** Start GIVEN DATA **
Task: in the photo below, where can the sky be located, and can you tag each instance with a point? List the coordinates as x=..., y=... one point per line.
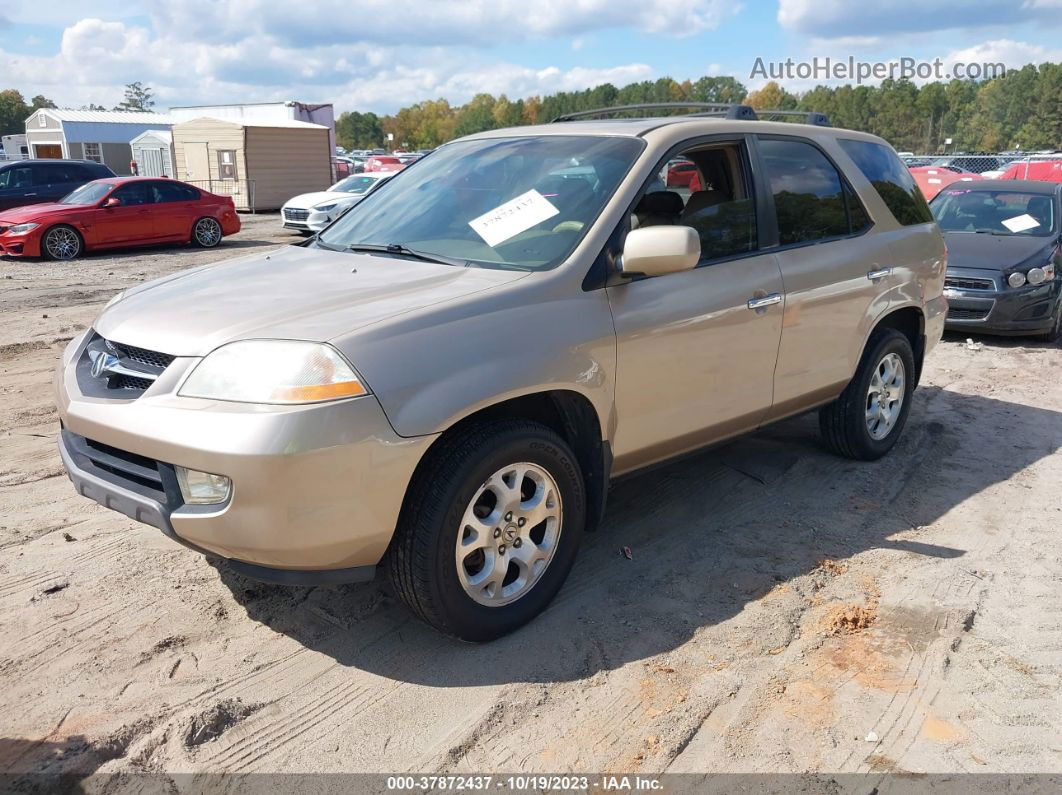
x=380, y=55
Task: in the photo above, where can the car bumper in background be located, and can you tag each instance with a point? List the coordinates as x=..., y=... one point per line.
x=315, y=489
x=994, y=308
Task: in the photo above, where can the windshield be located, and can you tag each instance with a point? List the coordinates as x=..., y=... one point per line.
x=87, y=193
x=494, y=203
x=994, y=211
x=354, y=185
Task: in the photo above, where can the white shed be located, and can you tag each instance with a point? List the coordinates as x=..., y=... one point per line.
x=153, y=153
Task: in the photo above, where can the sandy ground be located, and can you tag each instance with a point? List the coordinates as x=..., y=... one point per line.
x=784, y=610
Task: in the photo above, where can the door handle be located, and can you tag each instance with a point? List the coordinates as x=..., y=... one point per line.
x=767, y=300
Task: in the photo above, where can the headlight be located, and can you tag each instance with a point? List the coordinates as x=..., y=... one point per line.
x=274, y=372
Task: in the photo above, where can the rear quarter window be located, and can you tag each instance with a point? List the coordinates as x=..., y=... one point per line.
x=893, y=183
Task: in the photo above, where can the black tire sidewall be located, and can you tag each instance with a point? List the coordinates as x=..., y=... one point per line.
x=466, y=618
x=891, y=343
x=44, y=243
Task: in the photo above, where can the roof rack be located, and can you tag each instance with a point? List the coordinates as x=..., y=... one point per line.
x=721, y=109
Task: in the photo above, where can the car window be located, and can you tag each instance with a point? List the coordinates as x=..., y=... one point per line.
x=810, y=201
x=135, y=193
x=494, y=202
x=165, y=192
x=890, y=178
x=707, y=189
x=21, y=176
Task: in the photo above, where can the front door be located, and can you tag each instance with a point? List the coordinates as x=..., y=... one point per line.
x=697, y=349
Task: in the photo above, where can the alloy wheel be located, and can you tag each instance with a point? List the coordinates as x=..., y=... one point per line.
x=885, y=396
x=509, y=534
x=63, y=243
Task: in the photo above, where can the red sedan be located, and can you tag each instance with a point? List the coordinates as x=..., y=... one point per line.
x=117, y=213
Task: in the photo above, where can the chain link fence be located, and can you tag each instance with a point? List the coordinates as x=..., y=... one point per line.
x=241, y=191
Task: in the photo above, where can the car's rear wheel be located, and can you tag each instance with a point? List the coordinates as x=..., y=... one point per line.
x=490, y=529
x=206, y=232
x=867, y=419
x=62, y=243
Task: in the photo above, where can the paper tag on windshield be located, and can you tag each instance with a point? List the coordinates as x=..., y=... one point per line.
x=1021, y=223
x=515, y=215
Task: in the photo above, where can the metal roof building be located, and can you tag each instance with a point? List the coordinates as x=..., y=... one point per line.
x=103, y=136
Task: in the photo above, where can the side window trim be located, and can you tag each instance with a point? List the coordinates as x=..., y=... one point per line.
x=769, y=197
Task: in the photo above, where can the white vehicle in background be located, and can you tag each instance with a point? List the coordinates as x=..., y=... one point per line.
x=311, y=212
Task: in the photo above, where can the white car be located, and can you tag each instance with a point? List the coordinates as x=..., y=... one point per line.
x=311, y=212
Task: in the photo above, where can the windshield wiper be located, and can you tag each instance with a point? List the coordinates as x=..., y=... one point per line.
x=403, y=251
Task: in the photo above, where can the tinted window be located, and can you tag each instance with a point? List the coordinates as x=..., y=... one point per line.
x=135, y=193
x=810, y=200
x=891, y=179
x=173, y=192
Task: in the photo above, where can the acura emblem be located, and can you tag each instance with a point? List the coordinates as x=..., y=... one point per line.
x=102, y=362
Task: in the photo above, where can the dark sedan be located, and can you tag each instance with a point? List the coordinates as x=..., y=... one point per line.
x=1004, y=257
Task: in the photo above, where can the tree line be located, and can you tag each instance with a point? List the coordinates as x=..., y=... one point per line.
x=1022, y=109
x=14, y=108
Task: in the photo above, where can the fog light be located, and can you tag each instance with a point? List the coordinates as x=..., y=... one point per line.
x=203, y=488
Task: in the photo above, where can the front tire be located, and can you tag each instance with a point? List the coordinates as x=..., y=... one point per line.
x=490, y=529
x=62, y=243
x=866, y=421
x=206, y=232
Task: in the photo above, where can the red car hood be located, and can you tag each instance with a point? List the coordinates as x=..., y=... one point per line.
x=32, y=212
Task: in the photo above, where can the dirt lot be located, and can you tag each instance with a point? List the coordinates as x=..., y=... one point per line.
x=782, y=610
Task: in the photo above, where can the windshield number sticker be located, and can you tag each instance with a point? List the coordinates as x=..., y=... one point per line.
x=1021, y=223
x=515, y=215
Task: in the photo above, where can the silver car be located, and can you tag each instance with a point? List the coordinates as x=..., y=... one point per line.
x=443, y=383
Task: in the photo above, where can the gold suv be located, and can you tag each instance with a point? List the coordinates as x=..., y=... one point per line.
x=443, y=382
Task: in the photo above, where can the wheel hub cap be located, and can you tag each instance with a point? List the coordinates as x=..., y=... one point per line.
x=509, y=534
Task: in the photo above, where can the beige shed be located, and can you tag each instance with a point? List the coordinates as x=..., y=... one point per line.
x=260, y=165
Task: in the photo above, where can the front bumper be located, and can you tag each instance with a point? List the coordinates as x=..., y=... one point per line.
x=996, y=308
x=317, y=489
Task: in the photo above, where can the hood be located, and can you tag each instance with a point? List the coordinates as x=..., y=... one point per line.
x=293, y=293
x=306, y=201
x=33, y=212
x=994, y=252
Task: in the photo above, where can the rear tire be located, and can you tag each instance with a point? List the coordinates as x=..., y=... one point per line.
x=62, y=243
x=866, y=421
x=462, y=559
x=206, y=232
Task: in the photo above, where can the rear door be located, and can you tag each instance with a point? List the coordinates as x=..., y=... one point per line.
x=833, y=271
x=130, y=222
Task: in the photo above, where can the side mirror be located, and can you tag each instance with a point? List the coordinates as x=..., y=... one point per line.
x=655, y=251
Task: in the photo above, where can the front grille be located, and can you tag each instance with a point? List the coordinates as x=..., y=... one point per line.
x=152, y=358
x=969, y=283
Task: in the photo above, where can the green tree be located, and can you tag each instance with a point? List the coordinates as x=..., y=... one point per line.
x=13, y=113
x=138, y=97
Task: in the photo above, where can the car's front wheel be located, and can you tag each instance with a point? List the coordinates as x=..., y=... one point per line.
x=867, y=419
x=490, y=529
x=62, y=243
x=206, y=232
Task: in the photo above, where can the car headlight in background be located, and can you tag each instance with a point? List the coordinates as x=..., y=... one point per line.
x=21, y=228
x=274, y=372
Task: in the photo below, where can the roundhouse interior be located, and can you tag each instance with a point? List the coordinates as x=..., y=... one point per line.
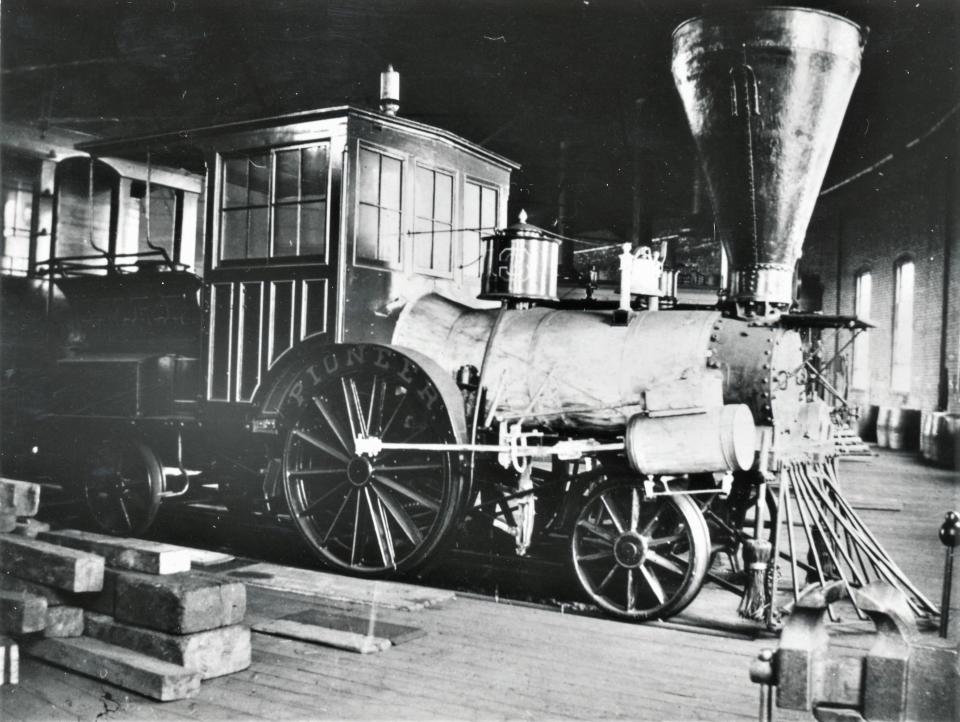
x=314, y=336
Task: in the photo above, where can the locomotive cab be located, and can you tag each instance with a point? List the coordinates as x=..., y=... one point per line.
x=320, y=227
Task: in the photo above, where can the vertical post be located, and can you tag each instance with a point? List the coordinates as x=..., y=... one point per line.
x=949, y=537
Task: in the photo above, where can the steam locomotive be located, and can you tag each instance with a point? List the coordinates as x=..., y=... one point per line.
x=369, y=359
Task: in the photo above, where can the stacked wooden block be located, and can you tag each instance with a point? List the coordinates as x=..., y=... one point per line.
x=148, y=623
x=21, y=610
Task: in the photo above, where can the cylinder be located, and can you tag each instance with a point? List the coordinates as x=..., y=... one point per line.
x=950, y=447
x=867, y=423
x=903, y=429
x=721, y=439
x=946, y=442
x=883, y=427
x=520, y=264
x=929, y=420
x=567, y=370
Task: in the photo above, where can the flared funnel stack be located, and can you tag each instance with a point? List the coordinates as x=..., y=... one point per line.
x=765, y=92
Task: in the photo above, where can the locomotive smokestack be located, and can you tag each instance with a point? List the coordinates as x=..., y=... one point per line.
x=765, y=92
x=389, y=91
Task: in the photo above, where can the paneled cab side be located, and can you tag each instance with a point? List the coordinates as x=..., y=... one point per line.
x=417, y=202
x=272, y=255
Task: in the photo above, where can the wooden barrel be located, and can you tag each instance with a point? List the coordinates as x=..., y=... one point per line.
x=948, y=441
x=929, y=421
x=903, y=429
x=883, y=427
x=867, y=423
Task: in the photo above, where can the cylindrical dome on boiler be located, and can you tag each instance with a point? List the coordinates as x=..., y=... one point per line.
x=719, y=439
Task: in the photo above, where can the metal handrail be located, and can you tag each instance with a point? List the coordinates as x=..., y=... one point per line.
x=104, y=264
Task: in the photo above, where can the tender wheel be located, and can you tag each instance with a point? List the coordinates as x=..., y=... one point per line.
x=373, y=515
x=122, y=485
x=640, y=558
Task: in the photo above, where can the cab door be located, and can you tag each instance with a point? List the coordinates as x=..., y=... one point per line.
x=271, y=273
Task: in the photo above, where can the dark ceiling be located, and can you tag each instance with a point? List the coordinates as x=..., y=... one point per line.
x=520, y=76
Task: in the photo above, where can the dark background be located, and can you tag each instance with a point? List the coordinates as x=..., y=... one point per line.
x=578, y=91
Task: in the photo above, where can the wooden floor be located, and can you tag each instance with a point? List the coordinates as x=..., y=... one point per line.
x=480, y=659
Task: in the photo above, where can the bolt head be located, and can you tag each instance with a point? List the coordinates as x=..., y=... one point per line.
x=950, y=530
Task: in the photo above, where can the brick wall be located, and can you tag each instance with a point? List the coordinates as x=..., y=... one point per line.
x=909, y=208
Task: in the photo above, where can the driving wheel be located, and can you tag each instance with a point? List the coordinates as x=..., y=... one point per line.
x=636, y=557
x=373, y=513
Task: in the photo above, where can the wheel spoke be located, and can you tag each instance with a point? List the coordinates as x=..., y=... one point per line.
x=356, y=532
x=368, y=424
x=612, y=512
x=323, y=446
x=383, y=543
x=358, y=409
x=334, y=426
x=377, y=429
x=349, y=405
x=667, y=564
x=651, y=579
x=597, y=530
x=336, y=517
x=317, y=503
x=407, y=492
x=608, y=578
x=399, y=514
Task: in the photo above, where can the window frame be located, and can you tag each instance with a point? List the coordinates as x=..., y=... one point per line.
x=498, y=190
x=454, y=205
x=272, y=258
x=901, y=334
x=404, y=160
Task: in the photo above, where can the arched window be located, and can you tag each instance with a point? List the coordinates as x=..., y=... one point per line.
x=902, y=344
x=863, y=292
** End GIVEN DATA **
| REQUIREMENTS |
Copy out the data word for word, starting at its very beginning and ending at the line that contains "x=380, y=55". Leave the pictures out of your copy.

| FINAL RESULT |
Task: in the photo below, where can the sky be located, and can you tag each instance with a point? List the coordinates as x=..., y=... one point per line.
x=380, y=55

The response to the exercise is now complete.